■ DOCUMENT PASSAGE ■
-*-*-
Mini Review
L-Ornithine L-Aspartate for the Treatment of Hepatic Encephalopathy in Cirrhosis: Evidence for Novel Hepatoprotective Mechanisms
Roger F. Butterworth1* and Kurt Grüngreiff2
1Department of Medicine, University of Montreal, Canada
2Clinic of Gastroenterology, City Hospital Magdeburg, Germany
*Corresponding author: Roger F. Butterworth, Department of Medicine,
University of Montreal, 45143 Cabot Trail, Englishtown, Nova Scotia, B0C
1H0, CANADA, Tel: (1) 902 929 2470; Email:
rb@enceph.com
Submitted: 13 May 2019; Accepted: 28 May 2019; Published: 06 June 2019
Cite this article: Butterworth RF, Grüngreiff K (2019) L-Ornithine L-Aspartate for
the Treatment of Hepatic Encephalopathy in Cirrhosis: Evidence for Novel
Hepatoprotective Mechanisms. JSM Liver Clin Res 3: 5.
-*-*-
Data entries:

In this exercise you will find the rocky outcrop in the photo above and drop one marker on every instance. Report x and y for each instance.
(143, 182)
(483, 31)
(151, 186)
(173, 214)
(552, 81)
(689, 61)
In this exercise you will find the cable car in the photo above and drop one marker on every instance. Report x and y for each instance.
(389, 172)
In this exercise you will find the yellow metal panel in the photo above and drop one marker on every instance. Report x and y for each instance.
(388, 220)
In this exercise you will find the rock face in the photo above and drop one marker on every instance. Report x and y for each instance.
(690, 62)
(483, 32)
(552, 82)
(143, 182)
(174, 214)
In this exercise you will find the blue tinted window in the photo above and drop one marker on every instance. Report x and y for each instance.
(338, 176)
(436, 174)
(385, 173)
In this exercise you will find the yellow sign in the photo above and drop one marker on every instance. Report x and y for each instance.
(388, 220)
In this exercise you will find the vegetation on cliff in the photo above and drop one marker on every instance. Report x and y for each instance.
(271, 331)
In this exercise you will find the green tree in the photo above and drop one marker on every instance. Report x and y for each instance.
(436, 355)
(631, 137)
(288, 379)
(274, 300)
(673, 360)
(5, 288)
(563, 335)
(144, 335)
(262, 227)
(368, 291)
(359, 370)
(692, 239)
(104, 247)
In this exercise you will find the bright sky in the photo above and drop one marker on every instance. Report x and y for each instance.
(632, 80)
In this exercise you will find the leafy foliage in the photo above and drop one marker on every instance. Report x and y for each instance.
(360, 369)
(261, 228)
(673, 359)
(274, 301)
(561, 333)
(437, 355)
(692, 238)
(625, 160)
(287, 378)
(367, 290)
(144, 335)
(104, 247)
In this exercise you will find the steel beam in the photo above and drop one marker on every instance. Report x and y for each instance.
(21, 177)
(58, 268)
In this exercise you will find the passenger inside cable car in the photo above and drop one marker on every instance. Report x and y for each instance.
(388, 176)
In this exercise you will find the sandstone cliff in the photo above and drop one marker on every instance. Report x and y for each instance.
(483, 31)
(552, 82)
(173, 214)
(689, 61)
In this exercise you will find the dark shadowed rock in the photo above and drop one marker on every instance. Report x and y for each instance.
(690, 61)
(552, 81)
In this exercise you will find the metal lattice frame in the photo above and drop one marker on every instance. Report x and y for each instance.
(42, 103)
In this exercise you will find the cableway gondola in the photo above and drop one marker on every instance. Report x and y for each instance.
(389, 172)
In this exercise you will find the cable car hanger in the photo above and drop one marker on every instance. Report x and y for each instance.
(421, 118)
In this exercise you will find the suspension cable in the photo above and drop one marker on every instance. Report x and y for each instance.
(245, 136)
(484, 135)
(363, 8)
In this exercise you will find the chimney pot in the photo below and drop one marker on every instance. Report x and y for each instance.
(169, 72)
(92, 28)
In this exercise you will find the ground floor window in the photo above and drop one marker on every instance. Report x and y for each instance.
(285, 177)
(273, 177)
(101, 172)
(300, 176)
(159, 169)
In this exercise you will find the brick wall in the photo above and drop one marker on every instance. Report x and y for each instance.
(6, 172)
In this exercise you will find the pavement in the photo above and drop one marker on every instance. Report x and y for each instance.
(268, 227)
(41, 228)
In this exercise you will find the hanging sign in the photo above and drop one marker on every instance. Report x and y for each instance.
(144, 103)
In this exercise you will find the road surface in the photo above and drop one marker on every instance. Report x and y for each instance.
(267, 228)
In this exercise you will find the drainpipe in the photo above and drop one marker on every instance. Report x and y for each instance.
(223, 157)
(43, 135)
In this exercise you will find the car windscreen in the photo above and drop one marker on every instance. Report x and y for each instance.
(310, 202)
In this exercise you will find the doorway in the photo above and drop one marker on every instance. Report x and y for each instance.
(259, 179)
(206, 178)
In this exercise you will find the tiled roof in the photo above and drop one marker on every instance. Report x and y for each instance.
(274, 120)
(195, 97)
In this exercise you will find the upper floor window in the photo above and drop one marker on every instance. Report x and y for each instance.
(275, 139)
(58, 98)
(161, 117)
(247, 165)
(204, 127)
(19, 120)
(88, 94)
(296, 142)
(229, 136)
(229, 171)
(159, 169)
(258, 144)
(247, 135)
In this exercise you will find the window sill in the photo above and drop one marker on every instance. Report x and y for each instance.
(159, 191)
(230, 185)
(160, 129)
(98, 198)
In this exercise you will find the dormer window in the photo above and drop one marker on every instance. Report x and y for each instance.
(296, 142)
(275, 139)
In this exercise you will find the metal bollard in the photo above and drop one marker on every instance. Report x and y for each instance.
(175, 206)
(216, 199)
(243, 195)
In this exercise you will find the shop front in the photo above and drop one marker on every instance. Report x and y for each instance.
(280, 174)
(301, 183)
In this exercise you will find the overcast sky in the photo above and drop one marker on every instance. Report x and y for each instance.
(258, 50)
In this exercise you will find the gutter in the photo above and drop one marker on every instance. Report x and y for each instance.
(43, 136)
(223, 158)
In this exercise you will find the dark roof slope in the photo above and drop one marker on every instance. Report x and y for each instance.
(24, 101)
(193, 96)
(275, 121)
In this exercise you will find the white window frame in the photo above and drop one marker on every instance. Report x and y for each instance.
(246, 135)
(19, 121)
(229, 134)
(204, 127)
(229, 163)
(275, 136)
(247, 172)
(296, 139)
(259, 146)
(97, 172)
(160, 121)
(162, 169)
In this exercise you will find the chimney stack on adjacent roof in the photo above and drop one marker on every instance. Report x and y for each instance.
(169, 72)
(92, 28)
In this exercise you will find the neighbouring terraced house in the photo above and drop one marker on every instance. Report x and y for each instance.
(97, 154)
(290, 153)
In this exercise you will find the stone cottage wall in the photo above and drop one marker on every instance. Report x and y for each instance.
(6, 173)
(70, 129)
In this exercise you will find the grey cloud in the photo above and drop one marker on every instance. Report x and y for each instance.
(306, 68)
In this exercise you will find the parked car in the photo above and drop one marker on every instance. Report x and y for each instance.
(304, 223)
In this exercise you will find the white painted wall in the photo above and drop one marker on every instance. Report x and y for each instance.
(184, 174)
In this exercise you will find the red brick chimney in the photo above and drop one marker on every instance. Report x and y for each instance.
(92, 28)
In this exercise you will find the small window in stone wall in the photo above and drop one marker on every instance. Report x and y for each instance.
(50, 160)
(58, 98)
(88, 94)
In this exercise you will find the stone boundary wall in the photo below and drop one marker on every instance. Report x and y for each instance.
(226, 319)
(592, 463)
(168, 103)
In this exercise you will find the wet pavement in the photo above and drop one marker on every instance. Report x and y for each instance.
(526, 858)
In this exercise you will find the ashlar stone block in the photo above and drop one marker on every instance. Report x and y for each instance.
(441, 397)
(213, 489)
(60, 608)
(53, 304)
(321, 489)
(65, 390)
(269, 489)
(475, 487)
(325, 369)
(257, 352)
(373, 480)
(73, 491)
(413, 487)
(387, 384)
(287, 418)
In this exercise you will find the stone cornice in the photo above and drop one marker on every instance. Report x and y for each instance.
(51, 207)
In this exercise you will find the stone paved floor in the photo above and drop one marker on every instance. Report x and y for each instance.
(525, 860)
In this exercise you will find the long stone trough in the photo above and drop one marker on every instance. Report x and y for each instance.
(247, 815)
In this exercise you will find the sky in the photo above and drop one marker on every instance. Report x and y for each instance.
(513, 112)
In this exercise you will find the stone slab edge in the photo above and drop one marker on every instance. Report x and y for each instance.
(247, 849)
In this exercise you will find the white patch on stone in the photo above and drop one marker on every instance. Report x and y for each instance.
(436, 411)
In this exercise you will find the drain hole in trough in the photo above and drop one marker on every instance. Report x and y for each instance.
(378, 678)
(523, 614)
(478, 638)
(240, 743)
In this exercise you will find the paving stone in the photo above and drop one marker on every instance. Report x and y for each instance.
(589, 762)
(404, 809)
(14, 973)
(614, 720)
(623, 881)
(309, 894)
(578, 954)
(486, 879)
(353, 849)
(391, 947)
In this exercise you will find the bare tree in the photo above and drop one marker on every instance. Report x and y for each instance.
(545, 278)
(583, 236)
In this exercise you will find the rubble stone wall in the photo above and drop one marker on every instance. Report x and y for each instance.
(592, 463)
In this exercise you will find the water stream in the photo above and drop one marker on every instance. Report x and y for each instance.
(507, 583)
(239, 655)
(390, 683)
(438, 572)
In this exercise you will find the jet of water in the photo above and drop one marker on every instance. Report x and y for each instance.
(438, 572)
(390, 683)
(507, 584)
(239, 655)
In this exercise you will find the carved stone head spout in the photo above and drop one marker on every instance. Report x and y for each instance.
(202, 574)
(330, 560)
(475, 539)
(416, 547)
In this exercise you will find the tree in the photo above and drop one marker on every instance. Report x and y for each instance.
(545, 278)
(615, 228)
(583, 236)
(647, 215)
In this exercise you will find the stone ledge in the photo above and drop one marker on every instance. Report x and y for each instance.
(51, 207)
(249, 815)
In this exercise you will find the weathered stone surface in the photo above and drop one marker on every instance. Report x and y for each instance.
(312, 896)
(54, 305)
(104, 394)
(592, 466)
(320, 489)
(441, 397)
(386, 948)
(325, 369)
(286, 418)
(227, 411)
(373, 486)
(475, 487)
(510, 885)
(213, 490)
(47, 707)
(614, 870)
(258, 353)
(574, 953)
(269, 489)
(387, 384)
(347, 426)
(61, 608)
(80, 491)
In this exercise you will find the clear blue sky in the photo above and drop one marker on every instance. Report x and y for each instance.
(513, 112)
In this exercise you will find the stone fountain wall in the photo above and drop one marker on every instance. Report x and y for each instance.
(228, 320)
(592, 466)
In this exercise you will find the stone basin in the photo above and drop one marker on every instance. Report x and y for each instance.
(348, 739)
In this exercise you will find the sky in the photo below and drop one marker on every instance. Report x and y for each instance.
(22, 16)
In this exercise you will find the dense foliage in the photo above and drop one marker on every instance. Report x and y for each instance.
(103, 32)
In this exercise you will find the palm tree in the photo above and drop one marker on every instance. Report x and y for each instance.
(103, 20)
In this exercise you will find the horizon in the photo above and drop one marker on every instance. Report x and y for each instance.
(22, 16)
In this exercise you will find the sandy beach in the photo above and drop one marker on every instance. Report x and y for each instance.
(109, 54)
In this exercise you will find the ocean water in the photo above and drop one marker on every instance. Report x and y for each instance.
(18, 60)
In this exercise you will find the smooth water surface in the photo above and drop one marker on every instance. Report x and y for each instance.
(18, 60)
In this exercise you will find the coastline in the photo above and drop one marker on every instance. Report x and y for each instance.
-*-*-
■ WHAT TO PRODUCE ■
In the article header, on what date was the paper accepted?

■ YOUR SOLUTION ■
28 May 2019